§ What you need to do
In the data below, swap "instance" for "occurrence" wherever it occurs and write out every line again with nothing else changed. Leave the pictures out of your answer.

§ Data listing
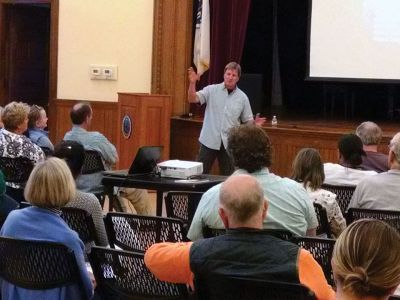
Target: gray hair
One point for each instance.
(234, 66)
(369, 133)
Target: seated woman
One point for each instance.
(309, 170)
(49, 187)
(74, 154)
(36, 125)
(1, 122)
(366, 261)
(348, 171)
(13, 142)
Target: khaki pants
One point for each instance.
(138, 198)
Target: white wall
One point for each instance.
(104, 32)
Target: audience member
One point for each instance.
(7, 204)
(381, 191)
(13, 143)
(309, 170)
(1, 120)
(50, 186)
(242, 208)
(74, 154)
(81, 117)
(289, 205)
(36, 125)
(371, 135)
(348, 171)
(227, 106)
(366, 261)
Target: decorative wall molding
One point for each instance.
(172, 50)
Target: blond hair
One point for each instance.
(14, 114)
(242, 196)
(50, 184)
(366, 259)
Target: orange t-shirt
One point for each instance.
(171, 262)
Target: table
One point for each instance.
(113, 179)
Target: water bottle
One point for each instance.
(274, 121)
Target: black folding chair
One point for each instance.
(343, 195)
(212, 287)
(123, 275)
(279, 233)
(391, 217)
(93, 163)
(182, 205)
(38, 265)
(137, 233)
(321, 249)
(323, 223)
(82, 222)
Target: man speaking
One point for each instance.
(227, 106)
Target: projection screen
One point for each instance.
(354, 40)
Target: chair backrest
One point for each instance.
(123, 275)
(182, 205)
(38, 265)
(137, 233)
(16, 170)
(232, 288)
(323, 223)
(82, 222)
(321, 249)
(92, 163)
(279, 233)
(343, 195)
(389, 216)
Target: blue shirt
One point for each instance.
(289, 206)
(93, 140)
(223, 111)
(41, 138)
(33, 223)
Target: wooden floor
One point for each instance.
(389, 128)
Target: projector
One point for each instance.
(180, 168)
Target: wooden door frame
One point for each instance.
(53, 51)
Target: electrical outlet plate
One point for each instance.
(103, 72)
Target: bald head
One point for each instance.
(242, 201)
(369, 133)
(80, 113)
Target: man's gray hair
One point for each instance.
(395, 146)
(369, 133)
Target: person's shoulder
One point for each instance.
(212, 192)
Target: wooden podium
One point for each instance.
(144, 121)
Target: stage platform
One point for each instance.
(287, 139)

§ Output for this task
Target: gray hair
One point for each occurrence.
(234, 66)
(369, 133)
Target: seated woman
One point for each occurrence.
(309, 170)
(49, 187)
(74, 154)
(36, 125)
(1, 122)
(366, 261)
(348, 171)
(13, 142)
Target: khaki pants
One point for each occurrence.
(138, 198)
Target: white wall
One point for each occurrence.
(104, 32)
Target: audience member
One point for each occurrence.
(7, 204)
(381, 191)
(13, 143)
(309, 170)
(1, 120)
(50, 186)
(242, 208)
(74, 154)
(81, 117)
(289, 205)
(36, 125)
(371, 135)
(348, 171)
(227, 106)
(366, 261)
Target: decorative wall molding
One point for each occurrence.
(172, 50)
Target: blond hair
One point for each occurrence.
(14, 114)
(242, 196)
(50, 184)
(366, 259)
Target: orange t-shirt
One point for each occurrence.
(171, 262)
Target: table
One point for each occurrence.
(113, 179)
Target: water bottle
One point for each occurrence.
(274, 121)
Target: black folding chair
One point for each occurrence.
(343, 195)
(212, 287)
(123, 275)
(279, 233)
(391, 217)
(93, 163)
(182, 205)
(38, 265)
(137, 233)
(321, 249)
(323, 223)
(82, 222)
Target: man speaking
One point for each occurrence.
(227, 106)
Target: projection screen
One point for each occurrence.
(354, 40)
Target: chair backrest
One point for each occurrence.
(123, 275)
(182, 205)
(38, 265)
(137, 233)
(16, 170)
(232, 288)
(323, 223)
(82, 222)
(321, 249)
(92, 163)
(279, 233)
(343, 195)
(389, 216)
Target: blue shirt
One point for each occurrence.
(289, 206)
(93, 140)
(223, 111)
(41, 138)
(33, 223)
Target: wooden floor
One point for each occurrence.
(389, 128)
Target: projector
One point for each occurrence.
(180, 168)
Target: wooden door frame
One point for each occurrence.
(53, 51)
Target: electrical outlet plate
One point for each occurrence.
(103, 72)
Target: bald head
One point for each occurrence.
(242, 201)
(369, 133)
(80, 113)
Target: man's gray hair
One point for each occurrence.
(395, 146)
(369, 133)
Target: person's shoulder
One point for each occurrence.
(212, 192)
Target: wooden podium
One point for each occurrence.
(144, 121)
Target: stage platform
One point for each occurrence.
(287, 139)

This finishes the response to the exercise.